- Work order: All entries below must be written out verbatim, and the images must be dropped.

[Photo-based referring expression data]
<<<<
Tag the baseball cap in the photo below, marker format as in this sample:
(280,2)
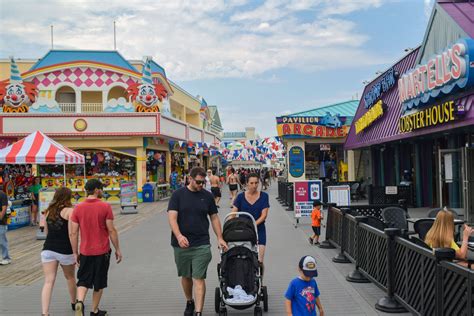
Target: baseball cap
(308,266)
(93,184)
(317,203)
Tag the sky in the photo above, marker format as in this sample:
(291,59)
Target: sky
(255,60)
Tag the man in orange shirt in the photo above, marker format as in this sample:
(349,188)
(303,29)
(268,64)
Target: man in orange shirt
(316,217)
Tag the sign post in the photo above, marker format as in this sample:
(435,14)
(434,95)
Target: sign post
(305,193)
(128,197)
(45,197)
(340,194)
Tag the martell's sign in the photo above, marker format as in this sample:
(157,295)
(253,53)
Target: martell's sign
(329,126)
(439,76)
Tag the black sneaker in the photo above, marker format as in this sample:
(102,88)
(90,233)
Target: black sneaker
(189,311)
(79,308)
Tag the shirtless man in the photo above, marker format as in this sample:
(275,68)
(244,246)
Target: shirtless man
(232,181)
(215,186)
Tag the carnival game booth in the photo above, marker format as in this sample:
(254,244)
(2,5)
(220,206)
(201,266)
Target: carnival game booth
(35,149)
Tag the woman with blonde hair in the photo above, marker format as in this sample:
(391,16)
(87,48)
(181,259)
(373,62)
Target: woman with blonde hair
(57,248)
(441,234)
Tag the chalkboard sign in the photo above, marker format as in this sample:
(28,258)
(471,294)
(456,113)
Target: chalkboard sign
(128,194)
(296,161)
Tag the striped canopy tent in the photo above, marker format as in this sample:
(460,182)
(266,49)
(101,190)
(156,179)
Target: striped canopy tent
(38,148)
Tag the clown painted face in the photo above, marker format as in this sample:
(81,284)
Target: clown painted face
(147,95)
(15,95)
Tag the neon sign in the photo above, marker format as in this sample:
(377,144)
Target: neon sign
(382,86)
(369,117)
(440,75)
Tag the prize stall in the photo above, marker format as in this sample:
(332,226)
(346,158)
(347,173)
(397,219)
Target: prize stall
(111,168)
(35,149)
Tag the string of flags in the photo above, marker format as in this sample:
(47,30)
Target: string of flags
(261,150)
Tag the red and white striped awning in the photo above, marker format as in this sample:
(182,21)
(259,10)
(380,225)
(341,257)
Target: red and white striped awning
(38,148)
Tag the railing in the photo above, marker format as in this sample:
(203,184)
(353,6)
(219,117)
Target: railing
(68,107)
(92,107)
(416,279)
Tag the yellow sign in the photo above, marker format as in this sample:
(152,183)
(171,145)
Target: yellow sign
(369,117)
(438,114)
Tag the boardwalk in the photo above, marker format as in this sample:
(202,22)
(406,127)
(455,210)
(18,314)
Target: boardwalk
(146,283)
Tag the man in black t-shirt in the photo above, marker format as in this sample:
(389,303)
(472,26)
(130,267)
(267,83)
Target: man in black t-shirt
(189,211)
(5,259)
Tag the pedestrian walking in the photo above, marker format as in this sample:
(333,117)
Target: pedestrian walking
(189,211)
(257,204)
(232,181)
(94,220)
(3,229)
(34,190)
(57,248)
(215,186)
(316,218)
(302,295)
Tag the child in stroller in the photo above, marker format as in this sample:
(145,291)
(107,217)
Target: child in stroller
(239,272)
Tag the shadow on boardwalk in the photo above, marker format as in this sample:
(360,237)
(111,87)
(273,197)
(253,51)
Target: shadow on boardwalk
(146,282)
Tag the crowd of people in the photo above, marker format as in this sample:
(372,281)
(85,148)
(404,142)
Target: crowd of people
(191,210)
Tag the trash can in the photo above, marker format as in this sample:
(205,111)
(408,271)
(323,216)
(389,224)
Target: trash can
(147,192)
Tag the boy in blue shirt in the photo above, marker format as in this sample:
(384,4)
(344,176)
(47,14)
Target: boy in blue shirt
(302,295)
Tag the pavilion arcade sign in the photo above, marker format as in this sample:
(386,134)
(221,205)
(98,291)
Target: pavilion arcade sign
(439,76)
(329,126)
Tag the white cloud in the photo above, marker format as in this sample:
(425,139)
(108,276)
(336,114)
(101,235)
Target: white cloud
(195,39)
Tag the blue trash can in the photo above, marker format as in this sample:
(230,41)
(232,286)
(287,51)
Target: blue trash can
(147,192)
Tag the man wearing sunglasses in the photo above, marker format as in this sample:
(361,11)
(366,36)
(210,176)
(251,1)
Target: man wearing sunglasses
(189,211)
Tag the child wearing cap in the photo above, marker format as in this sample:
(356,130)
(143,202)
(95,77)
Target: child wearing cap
(302,295)
(316,217)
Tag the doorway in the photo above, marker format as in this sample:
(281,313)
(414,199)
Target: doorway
(451,179)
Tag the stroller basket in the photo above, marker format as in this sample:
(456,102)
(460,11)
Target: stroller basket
(239,229)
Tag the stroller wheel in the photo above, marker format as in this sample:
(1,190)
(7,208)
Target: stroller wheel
(265,298)
(258,311)
(217,301)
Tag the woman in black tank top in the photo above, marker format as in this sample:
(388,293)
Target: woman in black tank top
(57,248)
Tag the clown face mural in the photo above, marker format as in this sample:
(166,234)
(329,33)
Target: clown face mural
(16,95)
(145,95)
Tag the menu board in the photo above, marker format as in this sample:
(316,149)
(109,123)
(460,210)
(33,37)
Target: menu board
(128,194)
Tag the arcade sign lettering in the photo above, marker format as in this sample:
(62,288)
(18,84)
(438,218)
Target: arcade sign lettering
(440,75)
(328,126)
(369,117)
(382,86)
(439,114)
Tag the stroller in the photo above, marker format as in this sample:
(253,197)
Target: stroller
(239,269)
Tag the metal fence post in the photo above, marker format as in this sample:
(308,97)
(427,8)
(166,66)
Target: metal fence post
(341,257)
(355,276)
(325,244)
(441,254)
(388,303)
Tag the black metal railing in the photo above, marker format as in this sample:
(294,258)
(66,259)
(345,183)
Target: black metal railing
(420,280)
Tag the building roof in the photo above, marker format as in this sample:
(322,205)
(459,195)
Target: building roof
(385,129)
(462,13)
(216,120)
(347,109)
(112,57)
(156,68)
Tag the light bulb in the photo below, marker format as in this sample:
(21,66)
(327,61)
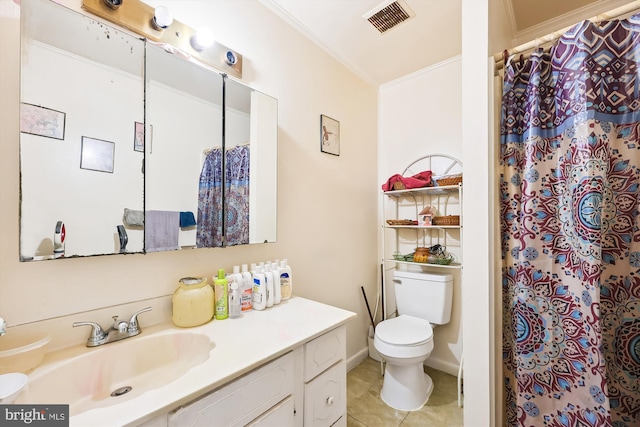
>>>>
- Answer area:
Tag the baseball cap in the photo below, marker format as in this sample:
(280,2)
Target: baseball cap
(308,266)
(93,184)
(317,203)
Tag the sky in the photo above, marker format as in this sample:
(291,59)
Target: sky
(255,60)
Tag the man in orange shirt in the photo above, marker format as in this sample:
(349,188)
(303,29)
(268,64)
Target: man in orange shirt
(316,217)
Tag the sign post in the photo above, marker format as in this sample:
(435,14)
(434,95)
Target: sign post
(305,193)
(128,197)
(45,197)
(340,194)
Tag the martell's sign in the photo above, marker format as in this sample:
(157,295)
(253,53)
Target: martell's sign
(329,126)
(439,76)
Tag the black sneaker in the photo above, marker format as in this sample:
(102,88)
(90,233)
Target: black sneaker
(189,311)
(79,308)
Tag the shirtless man in the photo above, marker format as in this sample:
(275,68)
(244,246)
Target: shirtless man
(232,181)
(215,186)
Tag the carnival game booth in the photo above, marker format as in this sample:
(254,244)
(2,5)
(220,206)
(201,266)
Target: carnival game booth
(35,149)
Tag the woman with blonde hair in the photo above, marker format as in this sample:
(391,16)
(87,48)
(181,259)
(373,62)
Target: woman with blonde hair
(57,248)
(441,234)
Tag the chalkboard sign in the photo above, marker format as in this sample:
(28,258)
(471,294)
(456,113)
Target: chalkboard sign
(128,194)
(296,161)
Tag the striped canopy tent in the photo above, marker format as in this sample:
(460,182)
(266,49)
(101,190)
(156,179)
Target: striped canopy tent
(38,148)
Tag the clown painted face in the photo above, marker format as in this sample:
(81,284)
Target: clown painted face
(147,95)
(15,95)
Tag the neon sign in the photo above, marker format as in this sample:
(377,144)
Target: neon sign
(382,86)
(369,117)
(440,75)
Tag the prize stall in the photo above, marker format as in this sample:
(332,226)
(346,158)
(347,173)
(397,219)
Target: prize stall
(111,168)
(35,149)
Tag the string of flags in the photo above, marker format as in this sample:
(47,30)
Target: string of flags
(261,150)
Tag the red and white striped awning in the photo above, marker format as in this sample:
(182,21)
(259,10)
(380,225)
(341,257)
Target: red and white striped awning
(38,148)
Tag the railing in the photo above, marker format as in this sample:
(203,184)
(353,6)
(219,117)
Target: railing
(68,107)
(92,107)
(416,279)
Tag the yellow sign in the photo above, marker format as in this sample:
(152,183)
(171,145)
Target: yellow sign
(369,117)
(438,114)
Tag the boardwalk in the photo above, marker format as in this sample:
(202,22)
(406,127)
(455,210)
(18,314)
Target: boardwalk
(146,283)
Tag the man in black t-shirt in the photo above, marker format as in this sample:
(389,303)
(472,26)
(130,267)
(267,83)
Target: man in black t-shirt
(189,211)
(5,259)
Tag the pedestrian walking in the photo above, marker format as in this sample:
(333,117)
Target: pedestrian walking
(189,211)
(257,204)
(232,181)
(94,220)
(3,229)
(34,190)
(57,248)
(215,186)
(316,218)
(302,295)
Tag the child in stroller in the photo above, marker format as in this sample:
(145,291)
(107,217)
Target: child in stroller
(239,272)
Tag the shadow on boardwalk in the photo above, marker format as in this sample:
(360,237)
(111,87)
(273,197)
(253,51)
Target: shadow on boardwalk
(146,282)
Tag the crowd of people in the photo above, marker format as in this sample:
(372,281)
(85,148)
(404,142)
Target: crowd of people
(191,210)
Tag the trash can in the photo above, marker format as in this sample:
(205,111)
(408,271)
(323,216)
(389,224)
Target: trash can
(147,192)
Tag the boy in blue shirt in the photo above, marker format as in this sample:
(384,4)
(344,176)
(47,14)
Target: boy in blue shirt
(302,295)
Tag the pavilion arcade sign in the photo above, marker format as in this sample:
(386,134)
(221,205)
(98,291)
Target: pavilion arcade sign
(439,76)
(329,126)
Tag the white cloud in the photo above, marker format as in this sample:
(425,139)
(108,276)
(336,114)
(101,235)
Target: white cloud
(195,39)
Tag the blue trash can in the photo above, marker format as in this sample:
(230,41)
(232,286)
(287,51)
Target: blue trash can
(147,192)
Tag the man wearing sunglasses in the photo above, marker format as in this sample:
(361,11)
(366,36)
(210,176)
(251,1)
Target: man wearing sunglasses
(189,211)
Tag the child wearing cap in the photo above, marker format as in this sample:
(356,130)
(143,202)
(95,77)
Target: child wearing cap
(302,295)
(316,217)
Tag the doorway in the photo above, marker format as in this sample:
(281,313)
(414,199)
Target: doorway
(451,179)
Tag the stroller basket in the photo above, marker format as in this sample:
(456,102)
(460,11)
Target: stroller basket
(239,229)
Tag the stroller wheel in the photo above, marker format as in this sample:
(1,190)
(7,208)
Target: stroller wheel
(265,298)
(258,311)
(217,301)
Tag the woman in black tank top in the photo above, marker format as in this sample:
(388,293)
Target: woman in black tank top
(57,248)
Tag the clown face mural in the photo above, marker format as in this sample:
(166,234)
(329,33)
Target: clown face mural
(16,95)
(145,95)
Tag the menu board in the photo above, marker format as in this sample:
(316,149)
(109,123)
(460,210)
(33,37)
Target: menu board
(128,194)
Tag the arcade sign lettering in the photo above, marker format as in this sample:
(62,288)
(18,84)
(438,218)
Target: arcade sign lettering
(440,75)
(328,126)
(369,117)
(382,86)
(439,114)
Tag the stroller in the photo above, marker format as in this sample:
(253,197)
Target: stroller
(239,269)
Tag the metal fence post in the photo above, marker format as in this sample:
(308,97)
(427,8)
(166,66)
Target: metal fence post
(341,257)
(355,276)
(325,244)
(441,254)
(388,303)
Tag the black metal railing in the photo above, marker format as in this sample:
(294,258)
(66,259)
(345,183)
Target: black metal railing
(420,280)
Tag the building roof in the photo above, marker format as in this sample:
(322,205)
(459,195)
Target: building roof
(385,129)
(462,13)
(216,120)
(347,109)
(112,57)
(156,68)
Tag the light bulb in the photo below, marker format as in this sample:
(21,66)
(327,61)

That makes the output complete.